### WHAT TO WORK ON
Which lines in the material below contain the string "segment"? Show each of them in full.

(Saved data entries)
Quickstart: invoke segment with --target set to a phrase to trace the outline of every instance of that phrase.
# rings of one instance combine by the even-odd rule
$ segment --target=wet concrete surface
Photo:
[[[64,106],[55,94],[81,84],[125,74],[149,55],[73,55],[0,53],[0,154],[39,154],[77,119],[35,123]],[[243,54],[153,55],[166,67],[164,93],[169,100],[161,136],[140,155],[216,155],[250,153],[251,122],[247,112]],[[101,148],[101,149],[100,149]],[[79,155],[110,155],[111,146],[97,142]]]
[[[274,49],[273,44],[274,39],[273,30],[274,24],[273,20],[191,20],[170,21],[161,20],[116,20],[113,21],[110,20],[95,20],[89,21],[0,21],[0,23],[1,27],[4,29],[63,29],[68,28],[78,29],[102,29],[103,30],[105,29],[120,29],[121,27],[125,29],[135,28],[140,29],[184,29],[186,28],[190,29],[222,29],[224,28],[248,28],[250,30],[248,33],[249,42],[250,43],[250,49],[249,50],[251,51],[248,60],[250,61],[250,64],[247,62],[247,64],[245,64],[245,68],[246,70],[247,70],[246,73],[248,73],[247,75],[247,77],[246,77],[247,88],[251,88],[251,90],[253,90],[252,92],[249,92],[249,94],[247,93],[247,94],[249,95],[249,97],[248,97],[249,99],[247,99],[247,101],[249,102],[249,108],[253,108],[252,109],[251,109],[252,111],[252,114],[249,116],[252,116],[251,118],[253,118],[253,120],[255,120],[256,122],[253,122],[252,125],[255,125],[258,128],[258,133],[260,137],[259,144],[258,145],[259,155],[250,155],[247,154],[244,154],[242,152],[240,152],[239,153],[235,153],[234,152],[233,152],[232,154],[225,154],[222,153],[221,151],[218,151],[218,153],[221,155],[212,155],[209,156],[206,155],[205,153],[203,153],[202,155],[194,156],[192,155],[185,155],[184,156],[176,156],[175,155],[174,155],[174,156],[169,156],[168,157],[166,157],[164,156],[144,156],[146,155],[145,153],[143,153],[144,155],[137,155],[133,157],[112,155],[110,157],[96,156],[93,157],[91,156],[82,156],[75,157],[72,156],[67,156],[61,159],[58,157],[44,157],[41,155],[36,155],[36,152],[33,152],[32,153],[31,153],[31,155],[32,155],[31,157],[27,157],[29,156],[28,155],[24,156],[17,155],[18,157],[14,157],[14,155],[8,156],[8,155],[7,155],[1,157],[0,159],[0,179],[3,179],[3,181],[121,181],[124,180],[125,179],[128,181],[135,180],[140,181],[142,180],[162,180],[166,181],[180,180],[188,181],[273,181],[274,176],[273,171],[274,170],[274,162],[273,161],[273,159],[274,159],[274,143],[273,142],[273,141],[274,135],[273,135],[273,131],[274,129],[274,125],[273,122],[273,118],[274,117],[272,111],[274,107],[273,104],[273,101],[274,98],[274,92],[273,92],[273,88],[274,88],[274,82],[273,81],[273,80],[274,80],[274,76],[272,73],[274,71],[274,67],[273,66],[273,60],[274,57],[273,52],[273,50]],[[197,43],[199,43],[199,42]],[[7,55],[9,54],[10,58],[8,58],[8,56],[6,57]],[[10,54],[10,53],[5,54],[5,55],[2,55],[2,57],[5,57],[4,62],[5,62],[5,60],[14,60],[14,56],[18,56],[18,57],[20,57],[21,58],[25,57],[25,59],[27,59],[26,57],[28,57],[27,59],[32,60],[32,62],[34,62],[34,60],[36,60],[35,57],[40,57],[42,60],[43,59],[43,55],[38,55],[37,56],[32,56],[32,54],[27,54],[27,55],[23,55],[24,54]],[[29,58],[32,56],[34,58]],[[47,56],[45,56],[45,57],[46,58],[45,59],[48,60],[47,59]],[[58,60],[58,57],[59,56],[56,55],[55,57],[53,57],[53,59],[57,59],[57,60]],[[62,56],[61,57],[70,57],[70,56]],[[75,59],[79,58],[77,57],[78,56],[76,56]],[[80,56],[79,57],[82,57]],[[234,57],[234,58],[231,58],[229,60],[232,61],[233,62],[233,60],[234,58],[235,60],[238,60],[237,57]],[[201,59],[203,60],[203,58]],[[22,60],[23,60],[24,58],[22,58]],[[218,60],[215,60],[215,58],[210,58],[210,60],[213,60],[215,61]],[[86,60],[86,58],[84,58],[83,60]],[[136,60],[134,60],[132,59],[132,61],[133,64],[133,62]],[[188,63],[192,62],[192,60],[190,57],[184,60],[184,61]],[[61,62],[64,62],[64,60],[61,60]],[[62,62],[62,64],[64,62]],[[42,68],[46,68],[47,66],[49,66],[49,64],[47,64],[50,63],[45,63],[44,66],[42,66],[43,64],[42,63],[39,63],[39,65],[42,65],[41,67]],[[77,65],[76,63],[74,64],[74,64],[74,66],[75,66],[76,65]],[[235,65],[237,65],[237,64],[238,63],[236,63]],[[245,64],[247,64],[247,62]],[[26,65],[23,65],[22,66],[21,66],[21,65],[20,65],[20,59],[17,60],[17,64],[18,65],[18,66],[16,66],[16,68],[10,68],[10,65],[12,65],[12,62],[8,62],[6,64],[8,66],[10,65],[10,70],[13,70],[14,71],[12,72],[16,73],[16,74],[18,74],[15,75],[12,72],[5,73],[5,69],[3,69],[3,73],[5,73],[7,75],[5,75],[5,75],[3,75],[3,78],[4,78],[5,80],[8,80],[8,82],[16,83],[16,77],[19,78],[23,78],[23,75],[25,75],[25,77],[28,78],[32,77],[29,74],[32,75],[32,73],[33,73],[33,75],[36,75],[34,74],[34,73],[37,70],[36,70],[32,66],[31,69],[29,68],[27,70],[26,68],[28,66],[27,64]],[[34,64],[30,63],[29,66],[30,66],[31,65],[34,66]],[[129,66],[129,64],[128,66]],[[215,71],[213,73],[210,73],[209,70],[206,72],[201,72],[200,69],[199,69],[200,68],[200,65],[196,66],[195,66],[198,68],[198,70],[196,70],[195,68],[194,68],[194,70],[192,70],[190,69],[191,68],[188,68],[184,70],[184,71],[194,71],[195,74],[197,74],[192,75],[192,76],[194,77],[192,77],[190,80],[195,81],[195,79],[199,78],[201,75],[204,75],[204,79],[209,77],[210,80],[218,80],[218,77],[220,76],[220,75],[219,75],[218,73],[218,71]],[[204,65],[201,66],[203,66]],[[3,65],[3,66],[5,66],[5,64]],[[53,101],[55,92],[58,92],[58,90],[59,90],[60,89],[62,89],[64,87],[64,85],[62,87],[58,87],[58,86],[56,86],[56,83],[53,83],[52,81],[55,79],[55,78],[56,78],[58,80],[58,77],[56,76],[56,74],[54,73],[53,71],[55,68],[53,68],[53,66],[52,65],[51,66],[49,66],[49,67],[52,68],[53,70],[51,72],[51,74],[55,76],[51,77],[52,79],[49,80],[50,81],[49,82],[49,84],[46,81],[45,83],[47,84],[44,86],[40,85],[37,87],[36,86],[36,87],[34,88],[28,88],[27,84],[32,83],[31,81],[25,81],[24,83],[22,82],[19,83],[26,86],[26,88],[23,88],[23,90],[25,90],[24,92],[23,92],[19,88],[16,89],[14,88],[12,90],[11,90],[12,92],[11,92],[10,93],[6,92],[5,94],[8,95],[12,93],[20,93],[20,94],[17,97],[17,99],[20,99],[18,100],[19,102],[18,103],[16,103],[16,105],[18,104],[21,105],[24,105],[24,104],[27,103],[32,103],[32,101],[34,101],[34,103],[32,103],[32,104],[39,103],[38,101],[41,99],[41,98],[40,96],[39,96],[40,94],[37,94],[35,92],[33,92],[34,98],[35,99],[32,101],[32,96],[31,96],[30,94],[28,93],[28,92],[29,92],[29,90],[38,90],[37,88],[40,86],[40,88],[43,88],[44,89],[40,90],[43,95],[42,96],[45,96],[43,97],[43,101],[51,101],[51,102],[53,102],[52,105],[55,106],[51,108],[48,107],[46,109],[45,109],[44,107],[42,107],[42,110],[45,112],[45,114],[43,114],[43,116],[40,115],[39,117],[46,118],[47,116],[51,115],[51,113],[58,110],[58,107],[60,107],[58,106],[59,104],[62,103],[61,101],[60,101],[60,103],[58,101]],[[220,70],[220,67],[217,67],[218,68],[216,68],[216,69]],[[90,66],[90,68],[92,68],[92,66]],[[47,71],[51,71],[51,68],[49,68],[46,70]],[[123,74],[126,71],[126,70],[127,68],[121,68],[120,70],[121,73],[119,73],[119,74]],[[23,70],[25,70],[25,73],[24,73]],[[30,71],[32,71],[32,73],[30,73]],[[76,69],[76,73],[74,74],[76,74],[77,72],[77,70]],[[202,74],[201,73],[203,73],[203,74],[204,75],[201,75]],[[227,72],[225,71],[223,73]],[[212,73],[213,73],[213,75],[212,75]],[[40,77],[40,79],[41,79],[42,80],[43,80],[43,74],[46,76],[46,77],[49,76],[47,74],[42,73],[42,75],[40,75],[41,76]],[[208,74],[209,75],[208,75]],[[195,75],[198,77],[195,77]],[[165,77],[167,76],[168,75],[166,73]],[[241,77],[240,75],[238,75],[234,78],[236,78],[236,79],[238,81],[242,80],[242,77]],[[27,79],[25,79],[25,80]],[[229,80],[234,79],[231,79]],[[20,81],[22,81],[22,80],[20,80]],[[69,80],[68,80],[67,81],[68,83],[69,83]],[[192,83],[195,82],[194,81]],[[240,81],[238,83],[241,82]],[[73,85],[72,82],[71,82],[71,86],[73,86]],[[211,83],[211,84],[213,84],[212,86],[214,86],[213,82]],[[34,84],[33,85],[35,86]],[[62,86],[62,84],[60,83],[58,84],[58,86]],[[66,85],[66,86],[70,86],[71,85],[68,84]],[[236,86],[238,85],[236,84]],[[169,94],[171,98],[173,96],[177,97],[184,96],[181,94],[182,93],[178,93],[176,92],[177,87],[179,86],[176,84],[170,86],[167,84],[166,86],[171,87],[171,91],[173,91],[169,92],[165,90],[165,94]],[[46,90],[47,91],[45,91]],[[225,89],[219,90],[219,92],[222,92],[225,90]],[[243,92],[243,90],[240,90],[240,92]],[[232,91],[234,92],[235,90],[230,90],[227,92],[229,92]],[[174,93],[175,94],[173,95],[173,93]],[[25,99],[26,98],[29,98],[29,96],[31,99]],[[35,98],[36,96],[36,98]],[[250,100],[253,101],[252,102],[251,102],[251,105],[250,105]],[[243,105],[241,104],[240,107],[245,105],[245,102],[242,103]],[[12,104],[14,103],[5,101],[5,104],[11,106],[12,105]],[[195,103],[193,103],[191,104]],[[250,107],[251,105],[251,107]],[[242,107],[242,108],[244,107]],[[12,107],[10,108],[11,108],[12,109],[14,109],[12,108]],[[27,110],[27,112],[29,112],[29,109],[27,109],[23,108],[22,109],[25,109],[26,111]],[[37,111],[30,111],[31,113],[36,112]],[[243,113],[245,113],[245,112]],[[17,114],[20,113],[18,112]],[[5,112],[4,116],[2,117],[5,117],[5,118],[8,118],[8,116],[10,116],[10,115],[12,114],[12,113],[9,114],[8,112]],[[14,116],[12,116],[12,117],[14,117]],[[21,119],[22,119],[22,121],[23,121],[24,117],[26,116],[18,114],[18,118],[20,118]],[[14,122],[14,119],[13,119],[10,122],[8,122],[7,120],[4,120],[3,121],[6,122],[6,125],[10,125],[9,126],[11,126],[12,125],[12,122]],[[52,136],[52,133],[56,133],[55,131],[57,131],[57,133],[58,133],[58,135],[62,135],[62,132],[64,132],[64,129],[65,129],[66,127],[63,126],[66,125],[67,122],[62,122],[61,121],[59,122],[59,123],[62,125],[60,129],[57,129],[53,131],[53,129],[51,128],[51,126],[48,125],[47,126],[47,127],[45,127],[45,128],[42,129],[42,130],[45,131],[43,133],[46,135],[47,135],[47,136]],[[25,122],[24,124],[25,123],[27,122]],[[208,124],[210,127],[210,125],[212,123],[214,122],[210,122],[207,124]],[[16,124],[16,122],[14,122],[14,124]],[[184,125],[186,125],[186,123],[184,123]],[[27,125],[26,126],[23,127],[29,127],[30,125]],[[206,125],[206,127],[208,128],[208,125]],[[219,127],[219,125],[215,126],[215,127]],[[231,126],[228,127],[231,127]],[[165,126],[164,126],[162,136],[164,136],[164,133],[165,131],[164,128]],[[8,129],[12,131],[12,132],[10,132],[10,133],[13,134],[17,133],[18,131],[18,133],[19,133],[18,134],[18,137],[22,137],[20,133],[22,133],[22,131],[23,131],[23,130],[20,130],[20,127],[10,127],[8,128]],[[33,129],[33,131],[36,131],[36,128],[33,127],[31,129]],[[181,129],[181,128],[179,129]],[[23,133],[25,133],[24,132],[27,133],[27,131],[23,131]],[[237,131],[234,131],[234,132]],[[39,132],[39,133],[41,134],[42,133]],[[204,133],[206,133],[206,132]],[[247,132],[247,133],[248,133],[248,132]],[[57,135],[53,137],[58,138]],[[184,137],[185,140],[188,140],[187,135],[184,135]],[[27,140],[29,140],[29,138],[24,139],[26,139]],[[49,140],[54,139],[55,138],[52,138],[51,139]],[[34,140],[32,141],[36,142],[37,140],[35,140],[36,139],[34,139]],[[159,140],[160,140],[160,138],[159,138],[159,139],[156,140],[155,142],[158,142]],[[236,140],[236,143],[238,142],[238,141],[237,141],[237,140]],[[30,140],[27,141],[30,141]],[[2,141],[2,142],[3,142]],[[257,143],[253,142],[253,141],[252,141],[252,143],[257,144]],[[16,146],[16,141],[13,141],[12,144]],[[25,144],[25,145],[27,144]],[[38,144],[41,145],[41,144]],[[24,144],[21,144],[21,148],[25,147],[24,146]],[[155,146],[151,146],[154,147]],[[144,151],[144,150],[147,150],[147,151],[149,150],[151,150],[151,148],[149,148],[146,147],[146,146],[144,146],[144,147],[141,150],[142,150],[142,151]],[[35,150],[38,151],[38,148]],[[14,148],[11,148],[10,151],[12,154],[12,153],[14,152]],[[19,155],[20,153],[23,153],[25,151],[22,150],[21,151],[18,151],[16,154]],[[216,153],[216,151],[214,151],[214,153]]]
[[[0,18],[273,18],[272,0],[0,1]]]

### FULL RESPONSE
Quickstart: invoke segment with --target set to a phrase to trace the outline of every instance of that phrase.
$ segment --target=wet concrete surface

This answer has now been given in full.